DATOS:
__________________________________________________
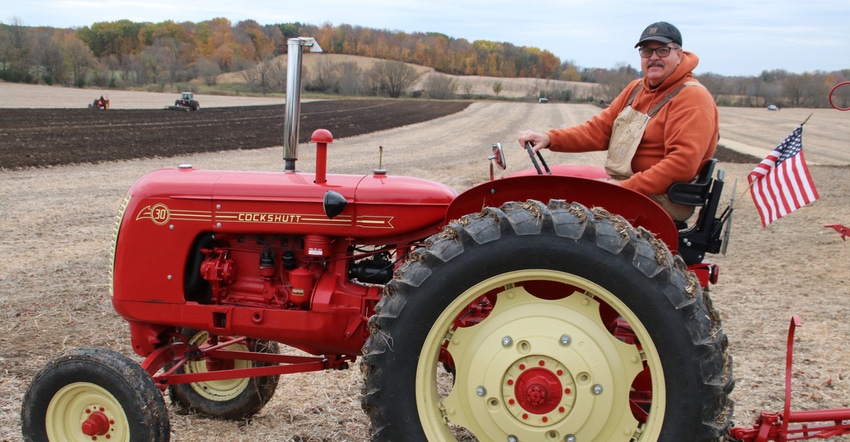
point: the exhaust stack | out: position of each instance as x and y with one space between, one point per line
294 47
__________________________________________________
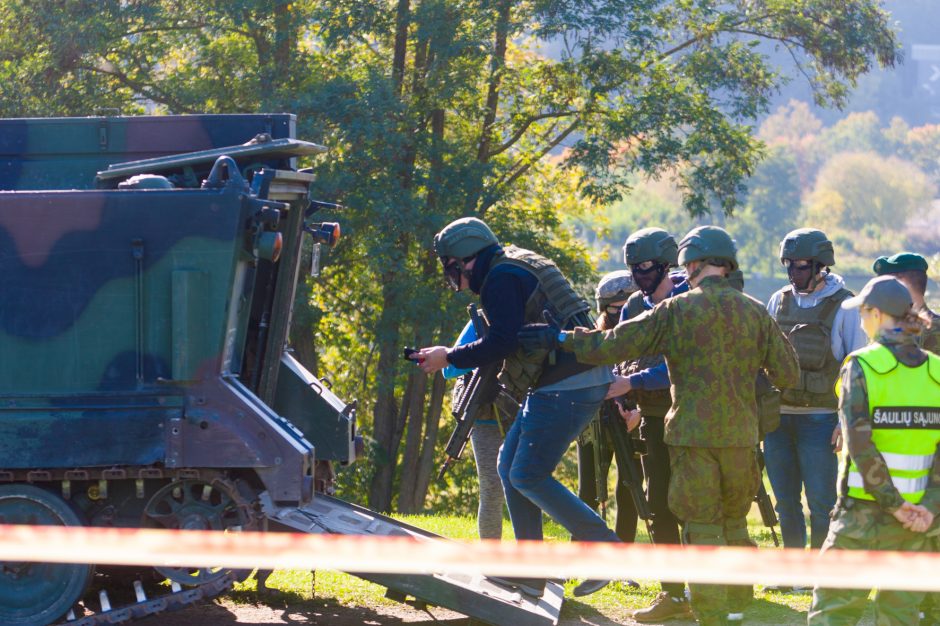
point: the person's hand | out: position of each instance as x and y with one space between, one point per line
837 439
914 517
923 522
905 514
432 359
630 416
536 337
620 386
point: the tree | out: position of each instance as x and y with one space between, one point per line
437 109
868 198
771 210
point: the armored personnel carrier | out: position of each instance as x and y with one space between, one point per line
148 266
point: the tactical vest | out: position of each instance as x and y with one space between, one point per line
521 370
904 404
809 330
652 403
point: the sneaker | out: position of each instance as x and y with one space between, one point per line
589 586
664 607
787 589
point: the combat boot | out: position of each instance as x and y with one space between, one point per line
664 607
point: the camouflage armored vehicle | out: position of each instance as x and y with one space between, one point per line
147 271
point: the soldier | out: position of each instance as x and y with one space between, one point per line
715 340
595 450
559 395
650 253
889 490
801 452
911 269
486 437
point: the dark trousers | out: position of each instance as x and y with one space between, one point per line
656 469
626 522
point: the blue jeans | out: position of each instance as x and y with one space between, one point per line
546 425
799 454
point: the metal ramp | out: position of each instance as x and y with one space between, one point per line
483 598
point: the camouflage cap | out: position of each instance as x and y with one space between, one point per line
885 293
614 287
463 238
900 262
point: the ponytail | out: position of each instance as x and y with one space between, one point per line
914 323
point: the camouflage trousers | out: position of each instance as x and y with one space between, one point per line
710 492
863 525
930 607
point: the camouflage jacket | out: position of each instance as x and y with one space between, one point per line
__________________________________________________
QUÉ SE PIDE: Desplaza en 120 cada coordenada de las respuestas en las filas que comienzan en la línea que contiene "point: the soldier" y terminan en la que contiene "point: the camouflage jacket", ambas incluidas. Reproduce todas esas líneas, también las que indican qué se pide, sin cambiar nada más.

EN RESPUESTA:
point: the soldier | out: position of each instance as x and y with one space between, one point per line
835 460
715 570
679 515
770 373
1009 610
921 572
1031 389
606 557
point: the dark trousers | out: position of each instance as x and y with one space between, one point per line
776 589
746 642
point: the blue jeans | out: position of each instance as x and y with one space between, one point per line
666 545
919 574
point: the metal ramp | out: position of each instance as x and y with one space between, one point per line
603 718
point: the camouflage cap | out: position of each instance as x and y with one space between, one point per line
1005 413
734 407
583 358
1020 382
point: the ponytail | out: position of each instance as x and y with one space between, one point per line
1034 443
point: the camouflage trousers | out: position of each instance as x and y with one space between, one point per line
830 612
983 645
1050 727
point: the camouflage jacket | out: position of each instance as x and y with one space between, one point per line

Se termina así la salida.